**作業指示**
以下のエントリで文字列「outline」を含む行を数え、その行数のみを答えよ。

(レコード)

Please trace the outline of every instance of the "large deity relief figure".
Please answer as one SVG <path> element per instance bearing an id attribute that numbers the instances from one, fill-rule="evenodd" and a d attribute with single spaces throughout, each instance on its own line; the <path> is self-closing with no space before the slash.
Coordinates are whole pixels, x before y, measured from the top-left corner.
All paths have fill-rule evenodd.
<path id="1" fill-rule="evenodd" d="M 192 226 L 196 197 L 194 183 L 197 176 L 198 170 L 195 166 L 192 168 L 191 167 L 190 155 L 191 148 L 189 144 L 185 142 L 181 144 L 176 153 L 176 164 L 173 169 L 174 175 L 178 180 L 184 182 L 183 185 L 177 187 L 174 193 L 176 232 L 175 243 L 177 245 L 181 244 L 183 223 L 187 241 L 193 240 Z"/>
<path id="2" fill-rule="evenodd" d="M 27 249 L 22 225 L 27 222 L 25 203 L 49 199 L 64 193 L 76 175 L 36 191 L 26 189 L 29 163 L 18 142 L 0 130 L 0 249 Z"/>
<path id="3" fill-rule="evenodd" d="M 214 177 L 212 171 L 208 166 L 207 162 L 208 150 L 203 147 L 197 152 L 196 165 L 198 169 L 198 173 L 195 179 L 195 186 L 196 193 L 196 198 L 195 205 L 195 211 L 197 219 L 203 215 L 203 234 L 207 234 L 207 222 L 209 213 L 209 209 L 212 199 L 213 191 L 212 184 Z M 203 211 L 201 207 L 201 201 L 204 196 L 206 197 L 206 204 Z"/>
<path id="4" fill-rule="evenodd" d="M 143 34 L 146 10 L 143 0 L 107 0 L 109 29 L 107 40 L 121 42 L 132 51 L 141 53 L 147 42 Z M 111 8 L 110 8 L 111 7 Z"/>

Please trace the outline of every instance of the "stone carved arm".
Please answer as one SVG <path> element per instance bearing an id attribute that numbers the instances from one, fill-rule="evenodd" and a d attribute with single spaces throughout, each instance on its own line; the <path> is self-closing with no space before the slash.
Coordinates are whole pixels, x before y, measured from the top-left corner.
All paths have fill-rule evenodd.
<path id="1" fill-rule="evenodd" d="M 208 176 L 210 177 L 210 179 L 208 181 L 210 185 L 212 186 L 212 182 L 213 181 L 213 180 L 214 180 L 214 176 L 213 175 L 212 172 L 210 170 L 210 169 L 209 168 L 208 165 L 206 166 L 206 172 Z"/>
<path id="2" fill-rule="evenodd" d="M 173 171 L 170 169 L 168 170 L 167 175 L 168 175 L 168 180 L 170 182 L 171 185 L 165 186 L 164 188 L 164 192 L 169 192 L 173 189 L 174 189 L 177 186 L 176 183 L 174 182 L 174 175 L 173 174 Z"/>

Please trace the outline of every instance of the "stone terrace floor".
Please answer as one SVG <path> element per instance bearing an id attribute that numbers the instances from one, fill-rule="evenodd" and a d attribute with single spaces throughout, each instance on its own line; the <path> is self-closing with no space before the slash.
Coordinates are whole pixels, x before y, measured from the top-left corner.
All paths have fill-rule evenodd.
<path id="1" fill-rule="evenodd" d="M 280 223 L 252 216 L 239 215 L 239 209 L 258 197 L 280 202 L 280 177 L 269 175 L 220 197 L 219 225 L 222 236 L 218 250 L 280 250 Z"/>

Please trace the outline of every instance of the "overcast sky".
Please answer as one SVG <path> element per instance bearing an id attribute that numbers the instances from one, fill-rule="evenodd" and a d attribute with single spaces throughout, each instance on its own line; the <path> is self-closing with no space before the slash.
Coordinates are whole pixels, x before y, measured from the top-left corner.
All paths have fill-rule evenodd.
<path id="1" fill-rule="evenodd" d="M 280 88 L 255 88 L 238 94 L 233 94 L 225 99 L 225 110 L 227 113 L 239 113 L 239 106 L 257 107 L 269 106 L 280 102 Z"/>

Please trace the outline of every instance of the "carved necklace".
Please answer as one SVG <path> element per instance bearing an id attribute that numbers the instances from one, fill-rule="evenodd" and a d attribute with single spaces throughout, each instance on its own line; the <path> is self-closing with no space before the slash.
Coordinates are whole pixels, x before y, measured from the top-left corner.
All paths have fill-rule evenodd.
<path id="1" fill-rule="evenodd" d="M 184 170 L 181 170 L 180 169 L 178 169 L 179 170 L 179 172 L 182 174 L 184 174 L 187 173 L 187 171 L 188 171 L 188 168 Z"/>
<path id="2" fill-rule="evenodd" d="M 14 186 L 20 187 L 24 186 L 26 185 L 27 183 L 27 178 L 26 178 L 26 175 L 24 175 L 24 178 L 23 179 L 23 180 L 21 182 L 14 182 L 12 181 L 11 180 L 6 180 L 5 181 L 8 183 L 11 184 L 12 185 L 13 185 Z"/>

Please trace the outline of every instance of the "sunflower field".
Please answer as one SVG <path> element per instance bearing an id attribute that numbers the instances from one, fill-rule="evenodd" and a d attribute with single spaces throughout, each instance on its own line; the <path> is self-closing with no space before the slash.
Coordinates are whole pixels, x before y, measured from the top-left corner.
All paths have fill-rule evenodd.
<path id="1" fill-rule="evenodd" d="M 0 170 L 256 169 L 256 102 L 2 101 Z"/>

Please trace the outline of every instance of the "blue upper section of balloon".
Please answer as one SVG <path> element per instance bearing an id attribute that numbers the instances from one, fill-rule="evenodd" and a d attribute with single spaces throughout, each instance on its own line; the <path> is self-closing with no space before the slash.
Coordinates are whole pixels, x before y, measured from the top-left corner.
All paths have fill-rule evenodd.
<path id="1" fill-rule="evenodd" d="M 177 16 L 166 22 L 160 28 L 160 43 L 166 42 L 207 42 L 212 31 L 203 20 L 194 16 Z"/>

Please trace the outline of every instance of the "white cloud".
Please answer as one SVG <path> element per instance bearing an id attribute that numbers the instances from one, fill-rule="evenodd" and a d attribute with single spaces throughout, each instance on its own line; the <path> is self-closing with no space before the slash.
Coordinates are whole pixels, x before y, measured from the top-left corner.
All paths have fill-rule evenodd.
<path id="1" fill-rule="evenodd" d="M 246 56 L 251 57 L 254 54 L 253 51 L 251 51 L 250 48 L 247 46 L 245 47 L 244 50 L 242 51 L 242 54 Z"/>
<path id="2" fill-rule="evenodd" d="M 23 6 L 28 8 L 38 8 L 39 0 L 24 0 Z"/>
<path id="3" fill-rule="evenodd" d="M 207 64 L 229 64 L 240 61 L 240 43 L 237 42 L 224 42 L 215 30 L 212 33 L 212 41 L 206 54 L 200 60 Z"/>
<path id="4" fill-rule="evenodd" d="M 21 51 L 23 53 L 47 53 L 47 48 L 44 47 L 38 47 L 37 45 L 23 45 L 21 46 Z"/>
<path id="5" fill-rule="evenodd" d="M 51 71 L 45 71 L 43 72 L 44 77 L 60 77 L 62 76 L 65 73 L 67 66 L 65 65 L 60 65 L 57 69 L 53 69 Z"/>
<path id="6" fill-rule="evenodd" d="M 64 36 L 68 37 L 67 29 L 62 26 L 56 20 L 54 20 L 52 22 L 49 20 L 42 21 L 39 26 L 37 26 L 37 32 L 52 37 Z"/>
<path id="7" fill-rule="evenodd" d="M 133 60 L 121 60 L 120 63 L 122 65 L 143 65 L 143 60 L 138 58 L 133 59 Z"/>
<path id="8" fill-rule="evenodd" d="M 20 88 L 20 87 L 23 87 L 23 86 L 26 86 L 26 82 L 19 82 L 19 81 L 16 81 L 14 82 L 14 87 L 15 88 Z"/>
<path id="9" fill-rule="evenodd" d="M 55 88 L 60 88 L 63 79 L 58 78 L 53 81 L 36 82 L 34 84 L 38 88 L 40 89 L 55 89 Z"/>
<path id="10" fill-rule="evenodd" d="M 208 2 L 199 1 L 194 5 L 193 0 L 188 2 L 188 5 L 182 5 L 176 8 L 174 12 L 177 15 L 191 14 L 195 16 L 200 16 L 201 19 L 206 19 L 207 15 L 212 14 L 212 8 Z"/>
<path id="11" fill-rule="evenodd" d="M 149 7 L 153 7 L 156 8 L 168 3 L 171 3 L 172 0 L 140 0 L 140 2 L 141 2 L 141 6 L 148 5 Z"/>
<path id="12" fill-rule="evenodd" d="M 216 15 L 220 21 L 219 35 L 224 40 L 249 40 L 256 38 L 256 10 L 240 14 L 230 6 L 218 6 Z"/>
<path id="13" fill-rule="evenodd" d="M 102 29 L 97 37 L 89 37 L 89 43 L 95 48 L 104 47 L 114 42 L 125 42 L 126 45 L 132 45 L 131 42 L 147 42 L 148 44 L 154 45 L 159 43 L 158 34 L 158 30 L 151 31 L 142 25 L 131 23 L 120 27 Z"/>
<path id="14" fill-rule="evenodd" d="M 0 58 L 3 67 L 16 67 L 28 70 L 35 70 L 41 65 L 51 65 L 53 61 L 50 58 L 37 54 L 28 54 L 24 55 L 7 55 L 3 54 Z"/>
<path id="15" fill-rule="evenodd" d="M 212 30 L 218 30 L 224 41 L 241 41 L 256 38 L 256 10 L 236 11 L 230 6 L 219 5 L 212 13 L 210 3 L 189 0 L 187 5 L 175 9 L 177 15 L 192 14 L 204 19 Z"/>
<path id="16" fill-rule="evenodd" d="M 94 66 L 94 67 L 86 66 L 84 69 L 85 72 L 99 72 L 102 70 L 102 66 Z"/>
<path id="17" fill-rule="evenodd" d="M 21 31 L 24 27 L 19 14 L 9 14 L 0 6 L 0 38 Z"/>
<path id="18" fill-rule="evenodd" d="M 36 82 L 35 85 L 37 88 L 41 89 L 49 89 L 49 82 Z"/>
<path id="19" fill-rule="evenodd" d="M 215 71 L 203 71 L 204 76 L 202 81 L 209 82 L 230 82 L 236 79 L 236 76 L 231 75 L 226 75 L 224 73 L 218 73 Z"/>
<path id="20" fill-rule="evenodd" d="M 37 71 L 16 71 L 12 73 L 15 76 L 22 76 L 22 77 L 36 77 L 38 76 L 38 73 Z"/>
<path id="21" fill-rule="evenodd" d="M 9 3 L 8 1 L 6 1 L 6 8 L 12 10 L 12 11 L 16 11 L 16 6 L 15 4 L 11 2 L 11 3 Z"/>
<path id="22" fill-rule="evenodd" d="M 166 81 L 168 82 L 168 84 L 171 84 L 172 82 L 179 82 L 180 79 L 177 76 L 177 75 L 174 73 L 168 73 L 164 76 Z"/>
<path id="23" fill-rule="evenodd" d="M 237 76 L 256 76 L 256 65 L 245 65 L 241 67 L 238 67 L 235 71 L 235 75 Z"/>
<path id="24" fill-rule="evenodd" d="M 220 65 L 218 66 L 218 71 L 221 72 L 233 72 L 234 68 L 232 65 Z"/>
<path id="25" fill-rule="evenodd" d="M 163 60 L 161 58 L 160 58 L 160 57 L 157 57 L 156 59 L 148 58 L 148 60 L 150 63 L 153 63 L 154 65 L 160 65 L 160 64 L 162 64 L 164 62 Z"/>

**回答**
8